They have only a couple meteors per hour under ideal conditions. 
    The occultation is an extra point of data for the GLOBE at Night 
exercise. Orion, the target for GLOBE at Night, already set. 
    You may assess the sky by stars in Leo. Regulus is magnitude 1. 
Denebola and Algieba are magnitude 2. Chort and Zosma are magnitude 3. 
The rest of the Sickle asterism is magnitude 4. Stars in Leo Minor and 
Sextans are magnitude 5. Include a note about the extent of lunar 
interference for this measurement. 
    Please do the GLOBE at Night inspection of  Regulus WHILE IT IS IN 
FULL SHINE!!. Saying the sky was too bright to see Regulus when in 
fact the asteroid was sitting on top of it will earn you the laughter 
of the century. 
    Because of the Moon you probably will not get much deep sky 
observing. Nor will you see any but the brightest of aurorae, if any 
occur. If you're staying under the sky for a while, shift to observing 
double stars, Mars, Saturn, and learning star-ID. 
    Here's a timetable for the night of 2014 March 19-20, Wednesday-
Thursday, for this show. All hours are Eastern Daylight Savings Time. 
        --------------------------------
        EDST  | event               | remarks
        ------+---------------------+--------
        19:07 | Sun sets            | azimuth 91 deg
        19:34 | civil twilight      | end of daytime work
        20:06 | nautical twilight   | start of full night in NYC
        22:24 | Moon rises          | azimuth 109 dwg
        23:14 | Regulus on meridian | altitude 61 deg 
        00:00 | midnight            | March 19 --> March 20 
        02:06 | Erigone-Regulus occ | alt 44 deg, azm 243 deg 
        03:46 | Moon on meridian    | altitude 34 deg
        05:58 | Regulus sets        | azimuth 286 deg
        06:00 | nautical twilight   | end of full night in NYC
        06:32 | civil twilight      | start of daytime work
        06:59 | Sun rises           | azimuth 271 deg
              ---------------------------------------
Date and hour 
 ----------
    It's astounding how even seasoned astronomers can louse up the 
date of an event occurring in the midnight to dawn span. You must be 
specially careful for the crossover at midnight into the next calendar 
date. Missing that crossover puts you a full day out of step.

*Provided records*:
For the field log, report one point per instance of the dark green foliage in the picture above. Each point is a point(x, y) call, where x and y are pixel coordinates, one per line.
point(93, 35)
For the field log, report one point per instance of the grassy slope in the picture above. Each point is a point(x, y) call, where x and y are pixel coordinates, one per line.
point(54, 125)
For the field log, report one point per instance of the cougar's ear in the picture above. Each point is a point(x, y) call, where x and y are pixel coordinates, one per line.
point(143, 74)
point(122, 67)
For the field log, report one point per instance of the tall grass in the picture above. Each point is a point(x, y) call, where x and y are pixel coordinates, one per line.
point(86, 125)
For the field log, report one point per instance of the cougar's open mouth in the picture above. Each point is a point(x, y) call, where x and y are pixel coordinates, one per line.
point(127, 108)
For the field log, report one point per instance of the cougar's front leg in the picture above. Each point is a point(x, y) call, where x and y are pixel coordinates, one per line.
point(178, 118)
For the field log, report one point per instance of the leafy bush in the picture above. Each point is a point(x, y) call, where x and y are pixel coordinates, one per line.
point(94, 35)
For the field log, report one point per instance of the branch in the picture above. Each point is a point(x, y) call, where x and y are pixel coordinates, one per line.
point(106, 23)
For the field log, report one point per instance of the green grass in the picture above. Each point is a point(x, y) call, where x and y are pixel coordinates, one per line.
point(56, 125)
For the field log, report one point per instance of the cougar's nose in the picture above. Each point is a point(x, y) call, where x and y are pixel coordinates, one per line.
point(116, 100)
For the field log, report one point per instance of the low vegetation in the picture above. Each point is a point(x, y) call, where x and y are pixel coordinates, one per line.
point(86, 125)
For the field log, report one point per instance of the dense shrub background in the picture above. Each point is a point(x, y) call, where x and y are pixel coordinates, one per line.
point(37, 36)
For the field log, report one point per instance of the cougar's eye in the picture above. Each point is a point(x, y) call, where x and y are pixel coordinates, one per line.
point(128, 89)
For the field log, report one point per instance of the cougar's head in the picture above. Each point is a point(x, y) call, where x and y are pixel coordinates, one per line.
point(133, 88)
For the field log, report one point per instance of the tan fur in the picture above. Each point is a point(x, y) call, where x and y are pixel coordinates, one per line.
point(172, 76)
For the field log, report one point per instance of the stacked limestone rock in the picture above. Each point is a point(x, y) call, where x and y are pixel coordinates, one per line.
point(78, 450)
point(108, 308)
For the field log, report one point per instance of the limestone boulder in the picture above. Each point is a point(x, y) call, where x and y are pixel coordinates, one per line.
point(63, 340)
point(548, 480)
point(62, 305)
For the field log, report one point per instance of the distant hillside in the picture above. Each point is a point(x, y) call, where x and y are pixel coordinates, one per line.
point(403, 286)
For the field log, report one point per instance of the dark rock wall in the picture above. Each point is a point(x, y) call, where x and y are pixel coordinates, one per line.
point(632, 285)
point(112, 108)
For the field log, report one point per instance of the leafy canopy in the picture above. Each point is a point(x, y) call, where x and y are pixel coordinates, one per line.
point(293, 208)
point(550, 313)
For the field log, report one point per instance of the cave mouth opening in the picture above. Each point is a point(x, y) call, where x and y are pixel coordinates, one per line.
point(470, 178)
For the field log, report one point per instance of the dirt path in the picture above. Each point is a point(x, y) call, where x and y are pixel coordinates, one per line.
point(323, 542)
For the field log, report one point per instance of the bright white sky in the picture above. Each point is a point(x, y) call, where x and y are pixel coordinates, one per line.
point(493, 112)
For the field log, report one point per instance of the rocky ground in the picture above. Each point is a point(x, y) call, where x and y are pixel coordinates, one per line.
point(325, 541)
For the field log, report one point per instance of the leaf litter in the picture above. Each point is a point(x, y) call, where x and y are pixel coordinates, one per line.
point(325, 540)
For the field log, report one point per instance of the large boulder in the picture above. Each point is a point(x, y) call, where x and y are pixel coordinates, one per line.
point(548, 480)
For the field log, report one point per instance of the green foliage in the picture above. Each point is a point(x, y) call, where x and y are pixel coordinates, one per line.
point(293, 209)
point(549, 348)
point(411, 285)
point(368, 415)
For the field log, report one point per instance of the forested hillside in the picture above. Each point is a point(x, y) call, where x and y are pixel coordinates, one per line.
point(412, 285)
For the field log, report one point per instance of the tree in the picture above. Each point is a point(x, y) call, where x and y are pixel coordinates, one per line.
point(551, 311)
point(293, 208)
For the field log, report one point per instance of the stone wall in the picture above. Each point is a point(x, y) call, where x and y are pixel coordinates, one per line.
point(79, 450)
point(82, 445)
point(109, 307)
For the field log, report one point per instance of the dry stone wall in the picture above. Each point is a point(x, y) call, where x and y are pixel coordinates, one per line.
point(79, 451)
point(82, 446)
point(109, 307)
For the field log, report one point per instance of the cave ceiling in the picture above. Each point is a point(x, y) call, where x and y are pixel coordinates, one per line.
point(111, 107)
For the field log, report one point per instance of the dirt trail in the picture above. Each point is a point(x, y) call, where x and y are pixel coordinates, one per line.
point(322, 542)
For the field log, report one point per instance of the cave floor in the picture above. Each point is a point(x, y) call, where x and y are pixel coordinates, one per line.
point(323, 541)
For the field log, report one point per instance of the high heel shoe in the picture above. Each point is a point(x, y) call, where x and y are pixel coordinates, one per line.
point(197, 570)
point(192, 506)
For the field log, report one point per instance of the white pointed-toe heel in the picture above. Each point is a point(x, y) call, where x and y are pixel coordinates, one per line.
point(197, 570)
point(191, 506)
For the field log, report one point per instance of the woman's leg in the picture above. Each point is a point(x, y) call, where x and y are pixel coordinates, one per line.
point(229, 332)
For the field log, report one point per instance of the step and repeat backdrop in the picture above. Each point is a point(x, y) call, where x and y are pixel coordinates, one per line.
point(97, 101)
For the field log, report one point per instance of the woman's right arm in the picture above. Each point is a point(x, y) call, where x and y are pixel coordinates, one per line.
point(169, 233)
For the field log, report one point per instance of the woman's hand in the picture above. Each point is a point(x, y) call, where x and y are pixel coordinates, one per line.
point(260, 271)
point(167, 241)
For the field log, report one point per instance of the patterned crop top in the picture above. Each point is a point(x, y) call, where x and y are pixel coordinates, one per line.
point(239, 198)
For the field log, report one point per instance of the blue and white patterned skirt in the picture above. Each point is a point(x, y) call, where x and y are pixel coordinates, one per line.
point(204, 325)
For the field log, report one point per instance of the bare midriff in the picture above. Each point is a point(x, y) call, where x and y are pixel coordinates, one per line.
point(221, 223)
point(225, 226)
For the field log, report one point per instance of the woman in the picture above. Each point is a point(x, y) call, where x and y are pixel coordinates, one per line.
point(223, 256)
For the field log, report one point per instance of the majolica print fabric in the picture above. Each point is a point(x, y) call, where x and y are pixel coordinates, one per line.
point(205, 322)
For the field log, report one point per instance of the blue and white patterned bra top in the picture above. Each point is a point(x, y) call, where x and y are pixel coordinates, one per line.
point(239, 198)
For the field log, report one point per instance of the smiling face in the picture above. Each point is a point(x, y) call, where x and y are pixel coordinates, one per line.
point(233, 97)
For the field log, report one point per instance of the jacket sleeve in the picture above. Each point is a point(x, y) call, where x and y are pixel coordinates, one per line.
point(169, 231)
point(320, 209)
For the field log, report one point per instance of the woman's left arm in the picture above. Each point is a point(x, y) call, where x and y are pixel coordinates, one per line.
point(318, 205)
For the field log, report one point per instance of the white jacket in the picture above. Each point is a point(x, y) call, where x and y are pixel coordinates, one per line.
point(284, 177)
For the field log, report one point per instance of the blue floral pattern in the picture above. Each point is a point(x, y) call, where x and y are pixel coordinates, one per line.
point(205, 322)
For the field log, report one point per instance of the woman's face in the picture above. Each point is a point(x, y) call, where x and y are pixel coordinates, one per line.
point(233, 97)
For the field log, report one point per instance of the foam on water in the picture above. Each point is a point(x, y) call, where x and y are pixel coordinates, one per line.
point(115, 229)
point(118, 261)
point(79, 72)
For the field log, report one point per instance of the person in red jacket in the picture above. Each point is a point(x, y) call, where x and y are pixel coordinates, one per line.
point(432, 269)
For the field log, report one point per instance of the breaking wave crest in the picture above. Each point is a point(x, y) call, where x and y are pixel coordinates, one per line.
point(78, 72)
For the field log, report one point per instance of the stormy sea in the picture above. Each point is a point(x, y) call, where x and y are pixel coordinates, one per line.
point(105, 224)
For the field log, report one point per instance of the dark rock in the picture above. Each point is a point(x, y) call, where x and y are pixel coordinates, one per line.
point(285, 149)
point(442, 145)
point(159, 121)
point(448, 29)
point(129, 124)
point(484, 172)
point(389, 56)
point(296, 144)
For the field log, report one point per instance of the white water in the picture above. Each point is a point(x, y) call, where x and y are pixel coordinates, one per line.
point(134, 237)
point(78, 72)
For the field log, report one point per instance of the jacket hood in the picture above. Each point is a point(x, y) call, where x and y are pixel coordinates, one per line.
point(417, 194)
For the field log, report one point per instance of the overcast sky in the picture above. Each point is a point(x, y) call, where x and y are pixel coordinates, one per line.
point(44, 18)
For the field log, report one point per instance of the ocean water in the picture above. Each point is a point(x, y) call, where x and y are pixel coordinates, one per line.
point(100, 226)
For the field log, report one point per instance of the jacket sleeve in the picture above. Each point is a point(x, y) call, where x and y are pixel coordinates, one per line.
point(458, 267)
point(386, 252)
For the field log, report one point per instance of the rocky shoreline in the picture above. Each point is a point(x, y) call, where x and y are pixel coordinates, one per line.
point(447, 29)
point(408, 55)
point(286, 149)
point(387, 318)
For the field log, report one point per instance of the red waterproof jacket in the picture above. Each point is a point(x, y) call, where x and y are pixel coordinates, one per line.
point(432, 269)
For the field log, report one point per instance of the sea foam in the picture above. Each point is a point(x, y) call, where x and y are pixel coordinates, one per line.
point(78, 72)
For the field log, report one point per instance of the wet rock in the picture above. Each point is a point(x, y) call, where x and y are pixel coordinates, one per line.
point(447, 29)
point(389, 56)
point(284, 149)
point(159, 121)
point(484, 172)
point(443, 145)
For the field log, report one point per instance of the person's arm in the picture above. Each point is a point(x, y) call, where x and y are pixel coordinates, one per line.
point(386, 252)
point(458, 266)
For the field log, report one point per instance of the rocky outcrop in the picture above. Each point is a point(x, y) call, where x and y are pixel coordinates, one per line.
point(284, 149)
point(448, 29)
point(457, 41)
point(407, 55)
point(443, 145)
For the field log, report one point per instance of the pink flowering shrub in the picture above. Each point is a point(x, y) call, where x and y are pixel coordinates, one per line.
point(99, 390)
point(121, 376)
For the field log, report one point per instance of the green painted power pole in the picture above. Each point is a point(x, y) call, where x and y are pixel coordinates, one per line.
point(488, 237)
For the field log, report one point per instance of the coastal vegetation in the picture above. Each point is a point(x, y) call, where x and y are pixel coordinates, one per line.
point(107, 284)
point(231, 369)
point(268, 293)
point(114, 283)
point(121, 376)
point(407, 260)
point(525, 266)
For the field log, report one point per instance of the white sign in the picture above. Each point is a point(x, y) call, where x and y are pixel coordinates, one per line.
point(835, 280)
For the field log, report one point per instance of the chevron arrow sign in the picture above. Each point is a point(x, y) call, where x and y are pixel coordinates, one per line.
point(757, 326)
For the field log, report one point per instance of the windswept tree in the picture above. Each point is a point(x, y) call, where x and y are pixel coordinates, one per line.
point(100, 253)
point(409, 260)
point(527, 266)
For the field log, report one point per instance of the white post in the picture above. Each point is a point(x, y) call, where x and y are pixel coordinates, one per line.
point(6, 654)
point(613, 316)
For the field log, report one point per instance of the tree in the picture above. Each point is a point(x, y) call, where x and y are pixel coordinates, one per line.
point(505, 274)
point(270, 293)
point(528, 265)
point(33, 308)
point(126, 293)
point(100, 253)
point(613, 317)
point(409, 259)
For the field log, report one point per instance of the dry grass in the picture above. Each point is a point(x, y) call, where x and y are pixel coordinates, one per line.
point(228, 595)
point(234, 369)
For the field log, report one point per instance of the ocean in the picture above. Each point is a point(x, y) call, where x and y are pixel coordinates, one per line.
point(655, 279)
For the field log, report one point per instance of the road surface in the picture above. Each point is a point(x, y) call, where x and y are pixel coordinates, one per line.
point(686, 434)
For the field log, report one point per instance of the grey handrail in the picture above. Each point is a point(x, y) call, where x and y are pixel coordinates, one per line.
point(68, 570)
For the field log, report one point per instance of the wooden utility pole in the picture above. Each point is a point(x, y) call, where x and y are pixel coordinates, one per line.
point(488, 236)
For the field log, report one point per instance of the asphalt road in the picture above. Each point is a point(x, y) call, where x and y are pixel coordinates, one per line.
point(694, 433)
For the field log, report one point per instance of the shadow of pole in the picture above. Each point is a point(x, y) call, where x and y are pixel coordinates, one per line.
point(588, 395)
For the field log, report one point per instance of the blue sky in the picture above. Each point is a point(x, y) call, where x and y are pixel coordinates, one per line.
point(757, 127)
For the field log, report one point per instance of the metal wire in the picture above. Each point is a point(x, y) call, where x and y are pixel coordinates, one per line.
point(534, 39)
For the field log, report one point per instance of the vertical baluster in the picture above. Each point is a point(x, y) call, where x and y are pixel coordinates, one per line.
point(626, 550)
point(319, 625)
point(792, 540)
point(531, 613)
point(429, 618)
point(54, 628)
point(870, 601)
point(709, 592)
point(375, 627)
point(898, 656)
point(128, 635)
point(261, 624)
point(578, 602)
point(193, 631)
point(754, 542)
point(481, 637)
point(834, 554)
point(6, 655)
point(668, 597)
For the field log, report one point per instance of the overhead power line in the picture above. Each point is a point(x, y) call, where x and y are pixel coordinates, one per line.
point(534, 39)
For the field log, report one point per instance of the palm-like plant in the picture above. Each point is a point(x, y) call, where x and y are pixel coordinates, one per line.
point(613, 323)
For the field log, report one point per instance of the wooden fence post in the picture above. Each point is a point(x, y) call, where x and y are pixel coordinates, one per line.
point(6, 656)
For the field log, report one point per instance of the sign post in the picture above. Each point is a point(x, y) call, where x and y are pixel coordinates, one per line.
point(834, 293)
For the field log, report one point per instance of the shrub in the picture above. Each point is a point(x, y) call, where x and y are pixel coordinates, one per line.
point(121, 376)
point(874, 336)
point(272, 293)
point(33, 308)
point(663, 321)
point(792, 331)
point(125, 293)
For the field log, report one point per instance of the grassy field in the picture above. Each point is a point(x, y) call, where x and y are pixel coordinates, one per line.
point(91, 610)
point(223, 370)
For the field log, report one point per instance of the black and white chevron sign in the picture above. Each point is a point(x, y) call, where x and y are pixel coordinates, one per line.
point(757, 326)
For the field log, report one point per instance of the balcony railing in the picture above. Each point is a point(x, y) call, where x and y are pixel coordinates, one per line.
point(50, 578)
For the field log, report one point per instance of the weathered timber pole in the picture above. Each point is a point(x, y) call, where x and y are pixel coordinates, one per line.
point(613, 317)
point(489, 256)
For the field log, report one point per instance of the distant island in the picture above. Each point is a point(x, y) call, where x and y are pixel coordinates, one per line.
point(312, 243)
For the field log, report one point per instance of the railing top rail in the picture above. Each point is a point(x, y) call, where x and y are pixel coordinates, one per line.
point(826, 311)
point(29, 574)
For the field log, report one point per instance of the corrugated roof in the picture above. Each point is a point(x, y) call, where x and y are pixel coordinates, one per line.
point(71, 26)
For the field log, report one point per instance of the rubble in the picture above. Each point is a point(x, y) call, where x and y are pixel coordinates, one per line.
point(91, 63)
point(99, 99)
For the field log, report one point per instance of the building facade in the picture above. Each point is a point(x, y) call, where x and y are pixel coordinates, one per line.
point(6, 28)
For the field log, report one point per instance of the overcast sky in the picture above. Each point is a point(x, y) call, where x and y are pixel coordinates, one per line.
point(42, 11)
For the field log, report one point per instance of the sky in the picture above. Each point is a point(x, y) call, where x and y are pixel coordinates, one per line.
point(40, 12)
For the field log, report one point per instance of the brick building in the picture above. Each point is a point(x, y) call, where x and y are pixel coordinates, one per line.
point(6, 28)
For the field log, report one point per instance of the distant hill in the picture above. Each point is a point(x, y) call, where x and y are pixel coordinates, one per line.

*Exercise*: Write out, word for word, the stretch of the Regulus occultation notes that begins at "The occultation is" and stops after "is magnitude 1.".

*Exercise solution*:
The occultation is an extra point of data for the GLOBE at Night 
exercise. Orion, the target for GLOBE at Night, already set. 
    You may assess the sky by stars in Leo. Regulus is magnitude 1.